=== EXERCISE INSTRUCTIONS ===
Please gather every line in the material below that contains the word "dark" and copy each of those lines unchanged. Case counts when matching.

=== MATERIAL SHOWN ===
++++++++++

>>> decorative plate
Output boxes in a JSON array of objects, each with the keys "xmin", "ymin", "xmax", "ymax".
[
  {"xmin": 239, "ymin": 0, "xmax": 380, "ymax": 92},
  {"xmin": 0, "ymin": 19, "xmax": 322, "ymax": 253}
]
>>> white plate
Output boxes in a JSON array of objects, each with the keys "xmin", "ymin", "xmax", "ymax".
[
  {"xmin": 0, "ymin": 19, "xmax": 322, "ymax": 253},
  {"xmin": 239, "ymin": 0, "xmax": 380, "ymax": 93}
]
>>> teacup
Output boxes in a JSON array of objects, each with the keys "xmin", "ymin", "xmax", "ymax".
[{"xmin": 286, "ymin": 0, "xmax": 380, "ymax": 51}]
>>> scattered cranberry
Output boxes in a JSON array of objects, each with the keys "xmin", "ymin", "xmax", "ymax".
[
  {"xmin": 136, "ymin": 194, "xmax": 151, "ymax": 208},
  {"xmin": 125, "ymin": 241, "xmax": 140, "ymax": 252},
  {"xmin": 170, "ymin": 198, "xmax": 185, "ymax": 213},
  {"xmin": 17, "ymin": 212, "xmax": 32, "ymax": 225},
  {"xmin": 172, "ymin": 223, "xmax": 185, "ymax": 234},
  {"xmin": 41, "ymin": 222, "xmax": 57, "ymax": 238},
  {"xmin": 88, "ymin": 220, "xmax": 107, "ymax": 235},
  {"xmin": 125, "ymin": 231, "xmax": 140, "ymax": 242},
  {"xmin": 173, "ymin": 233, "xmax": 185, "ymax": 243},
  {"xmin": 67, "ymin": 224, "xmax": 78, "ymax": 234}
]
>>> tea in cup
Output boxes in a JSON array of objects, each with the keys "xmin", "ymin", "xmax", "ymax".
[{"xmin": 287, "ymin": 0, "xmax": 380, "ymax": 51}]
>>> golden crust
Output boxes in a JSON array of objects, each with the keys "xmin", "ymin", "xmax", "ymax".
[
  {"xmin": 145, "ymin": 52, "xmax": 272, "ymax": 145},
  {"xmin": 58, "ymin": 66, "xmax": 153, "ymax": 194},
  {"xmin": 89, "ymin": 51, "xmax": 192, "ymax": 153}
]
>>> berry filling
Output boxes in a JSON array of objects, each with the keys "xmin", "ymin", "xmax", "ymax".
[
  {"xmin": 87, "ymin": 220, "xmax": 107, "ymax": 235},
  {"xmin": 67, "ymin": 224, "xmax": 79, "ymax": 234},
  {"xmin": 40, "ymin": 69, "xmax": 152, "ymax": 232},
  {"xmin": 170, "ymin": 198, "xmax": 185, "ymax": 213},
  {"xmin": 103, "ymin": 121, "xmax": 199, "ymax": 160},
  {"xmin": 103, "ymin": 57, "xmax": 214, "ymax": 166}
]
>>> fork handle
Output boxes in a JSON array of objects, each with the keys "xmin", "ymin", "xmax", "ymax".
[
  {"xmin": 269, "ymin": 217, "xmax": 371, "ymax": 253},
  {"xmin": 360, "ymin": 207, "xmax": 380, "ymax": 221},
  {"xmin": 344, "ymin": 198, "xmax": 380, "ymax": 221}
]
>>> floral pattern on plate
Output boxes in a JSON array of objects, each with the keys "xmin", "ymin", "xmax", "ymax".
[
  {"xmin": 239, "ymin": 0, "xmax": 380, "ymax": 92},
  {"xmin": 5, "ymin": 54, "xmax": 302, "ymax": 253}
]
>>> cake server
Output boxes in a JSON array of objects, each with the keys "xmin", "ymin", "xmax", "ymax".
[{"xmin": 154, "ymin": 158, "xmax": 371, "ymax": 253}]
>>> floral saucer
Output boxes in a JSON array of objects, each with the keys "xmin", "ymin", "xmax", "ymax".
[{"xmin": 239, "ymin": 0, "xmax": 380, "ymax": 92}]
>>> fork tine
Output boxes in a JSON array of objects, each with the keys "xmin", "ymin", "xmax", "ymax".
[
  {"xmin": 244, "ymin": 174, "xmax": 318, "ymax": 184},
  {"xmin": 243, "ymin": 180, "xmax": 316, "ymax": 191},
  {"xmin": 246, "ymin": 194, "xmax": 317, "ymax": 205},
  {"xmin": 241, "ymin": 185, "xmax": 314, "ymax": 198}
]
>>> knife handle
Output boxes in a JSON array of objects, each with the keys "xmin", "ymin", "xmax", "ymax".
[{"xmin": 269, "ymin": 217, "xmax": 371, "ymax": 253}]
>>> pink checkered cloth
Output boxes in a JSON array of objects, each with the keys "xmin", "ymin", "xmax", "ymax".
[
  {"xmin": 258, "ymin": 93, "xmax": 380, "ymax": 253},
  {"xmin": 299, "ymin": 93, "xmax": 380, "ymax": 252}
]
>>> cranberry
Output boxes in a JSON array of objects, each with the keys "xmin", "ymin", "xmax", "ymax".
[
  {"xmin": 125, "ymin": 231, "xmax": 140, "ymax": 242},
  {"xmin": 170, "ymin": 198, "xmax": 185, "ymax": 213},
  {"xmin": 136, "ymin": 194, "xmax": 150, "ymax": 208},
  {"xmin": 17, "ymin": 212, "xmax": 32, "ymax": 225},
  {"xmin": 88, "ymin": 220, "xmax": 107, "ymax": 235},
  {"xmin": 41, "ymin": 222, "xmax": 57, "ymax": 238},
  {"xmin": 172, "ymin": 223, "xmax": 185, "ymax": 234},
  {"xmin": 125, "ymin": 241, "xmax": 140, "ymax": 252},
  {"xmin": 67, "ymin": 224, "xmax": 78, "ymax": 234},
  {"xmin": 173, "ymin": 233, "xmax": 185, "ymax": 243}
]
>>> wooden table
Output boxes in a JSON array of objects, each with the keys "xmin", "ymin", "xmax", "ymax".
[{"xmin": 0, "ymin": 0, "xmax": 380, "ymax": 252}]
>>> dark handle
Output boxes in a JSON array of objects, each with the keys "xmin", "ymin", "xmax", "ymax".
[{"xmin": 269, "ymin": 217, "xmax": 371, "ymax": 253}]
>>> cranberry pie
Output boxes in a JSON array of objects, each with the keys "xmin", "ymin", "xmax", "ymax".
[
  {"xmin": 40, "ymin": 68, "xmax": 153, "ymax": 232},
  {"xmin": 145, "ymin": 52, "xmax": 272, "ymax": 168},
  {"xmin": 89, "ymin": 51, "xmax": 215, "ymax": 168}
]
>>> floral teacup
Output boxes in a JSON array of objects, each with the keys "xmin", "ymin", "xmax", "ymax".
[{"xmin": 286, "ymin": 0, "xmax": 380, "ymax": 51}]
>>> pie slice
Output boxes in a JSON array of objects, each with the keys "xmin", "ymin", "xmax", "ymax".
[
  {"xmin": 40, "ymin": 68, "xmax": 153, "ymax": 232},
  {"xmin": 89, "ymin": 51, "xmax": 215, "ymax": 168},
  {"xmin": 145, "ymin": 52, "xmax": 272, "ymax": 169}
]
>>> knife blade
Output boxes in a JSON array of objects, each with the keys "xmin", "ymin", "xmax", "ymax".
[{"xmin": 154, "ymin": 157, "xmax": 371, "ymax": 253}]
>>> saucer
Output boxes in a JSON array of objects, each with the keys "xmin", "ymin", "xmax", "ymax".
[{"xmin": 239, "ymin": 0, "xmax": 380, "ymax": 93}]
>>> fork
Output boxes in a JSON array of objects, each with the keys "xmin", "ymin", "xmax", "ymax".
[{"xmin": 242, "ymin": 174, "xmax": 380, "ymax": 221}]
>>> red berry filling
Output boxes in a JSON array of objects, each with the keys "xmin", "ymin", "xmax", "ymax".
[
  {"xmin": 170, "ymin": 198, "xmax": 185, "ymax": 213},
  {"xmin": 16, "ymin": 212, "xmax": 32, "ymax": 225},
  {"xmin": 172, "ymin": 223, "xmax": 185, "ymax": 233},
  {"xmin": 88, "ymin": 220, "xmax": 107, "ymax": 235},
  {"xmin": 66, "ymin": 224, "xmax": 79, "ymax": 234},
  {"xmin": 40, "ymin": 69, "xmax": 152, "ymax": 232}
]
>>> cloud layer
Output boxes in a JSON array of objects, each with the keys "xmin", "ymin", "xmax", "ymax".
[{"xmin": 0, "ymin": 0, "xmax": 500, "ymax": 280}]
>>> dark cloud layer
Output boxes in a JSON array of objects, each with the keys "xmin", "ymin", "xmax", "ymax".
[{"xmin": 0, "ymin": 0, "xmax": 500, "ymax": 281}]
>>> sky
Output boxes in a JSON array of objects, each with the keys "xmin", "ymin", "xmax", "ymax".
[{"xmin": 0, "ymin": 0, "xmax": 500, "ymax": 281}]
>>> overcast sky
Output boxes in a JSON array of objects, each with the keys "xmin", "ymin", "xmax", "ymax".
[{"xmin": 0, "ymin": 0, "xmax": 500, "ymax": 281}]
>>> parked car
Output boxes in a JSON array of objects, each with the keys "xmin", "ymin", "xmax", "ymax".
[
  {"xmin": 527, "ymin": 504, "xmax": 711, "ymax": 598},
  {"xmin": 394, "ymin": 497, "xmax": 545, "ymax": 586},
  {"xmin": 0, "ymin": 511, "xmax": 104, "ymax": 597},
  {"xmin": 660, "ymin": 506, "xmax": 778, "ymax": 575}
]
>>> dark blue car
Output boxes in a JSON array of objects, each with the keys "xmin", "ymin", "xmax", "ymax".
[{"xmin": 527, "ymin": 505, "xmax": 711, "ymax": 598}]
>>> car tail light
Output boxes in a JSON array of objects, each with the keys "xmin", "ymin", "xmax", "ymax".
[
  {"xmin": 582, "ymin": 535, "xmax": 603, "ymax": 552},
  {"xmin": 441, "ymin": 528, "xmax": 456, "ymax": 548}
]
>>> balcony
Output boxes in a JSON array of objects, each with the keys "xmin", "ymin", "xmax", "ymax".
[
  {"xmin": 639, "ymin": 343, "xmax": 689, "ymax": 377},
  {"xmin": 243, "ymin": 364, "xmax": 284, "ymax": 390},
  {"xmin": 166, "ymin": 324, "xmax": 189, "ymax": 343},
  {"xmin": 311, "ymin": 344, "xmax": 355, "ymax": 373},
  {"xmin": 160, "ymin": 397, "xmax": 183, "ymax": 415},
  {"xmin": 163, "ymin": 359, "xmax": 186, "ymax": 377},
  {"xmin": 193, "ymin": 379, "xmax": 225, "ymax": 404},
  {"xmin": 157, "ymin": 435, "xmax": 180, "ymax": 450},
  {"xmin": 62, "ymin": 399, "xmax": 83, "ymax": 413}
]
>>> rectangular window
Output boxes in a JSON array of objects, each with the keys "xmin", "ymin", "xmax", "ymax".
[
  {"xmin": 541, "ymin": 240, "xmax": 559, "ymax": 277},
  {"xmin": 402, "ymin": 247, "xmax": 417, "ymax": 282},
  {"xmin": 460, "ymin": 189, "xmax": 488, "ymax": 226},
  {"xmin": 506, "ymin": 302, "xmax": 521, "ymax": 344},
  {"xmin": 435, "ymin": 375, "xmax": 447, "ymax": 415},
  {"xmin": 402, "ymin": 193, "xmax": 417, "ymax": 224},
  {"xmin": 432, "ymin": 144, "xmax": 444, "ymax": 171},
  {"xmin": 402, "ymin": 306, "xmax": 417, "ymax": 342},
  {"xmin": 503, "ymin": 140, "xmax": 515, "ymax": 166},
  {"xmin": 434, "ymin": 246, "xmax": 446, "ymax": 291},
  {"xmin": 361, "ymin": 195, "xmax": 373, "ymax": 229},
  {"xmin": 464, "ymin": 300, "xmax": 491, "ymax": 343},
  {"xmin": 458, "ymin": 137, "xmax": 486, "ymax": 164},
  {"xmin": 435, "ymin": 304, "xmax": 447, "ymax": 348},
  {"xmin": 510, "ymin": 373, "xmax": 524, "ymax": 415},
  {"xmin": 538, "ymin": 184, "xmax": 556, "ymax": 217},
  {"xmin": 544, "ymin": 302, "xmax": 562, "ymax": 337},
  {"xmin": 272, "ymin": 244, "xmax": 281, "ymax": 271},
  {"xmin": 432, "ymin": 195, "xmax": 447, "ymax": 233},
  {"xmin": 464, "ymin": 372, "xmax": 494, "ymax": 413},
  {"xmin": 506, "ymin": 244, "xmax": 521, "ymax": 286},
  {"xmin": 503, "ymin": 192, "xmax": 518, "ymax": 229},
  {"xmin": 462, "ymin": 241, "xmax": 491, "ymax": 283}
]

++++++++++

=== EXERCISE RESPONSE ===
>>> dark handle
>>> dark cloud layer
>>> dark blue car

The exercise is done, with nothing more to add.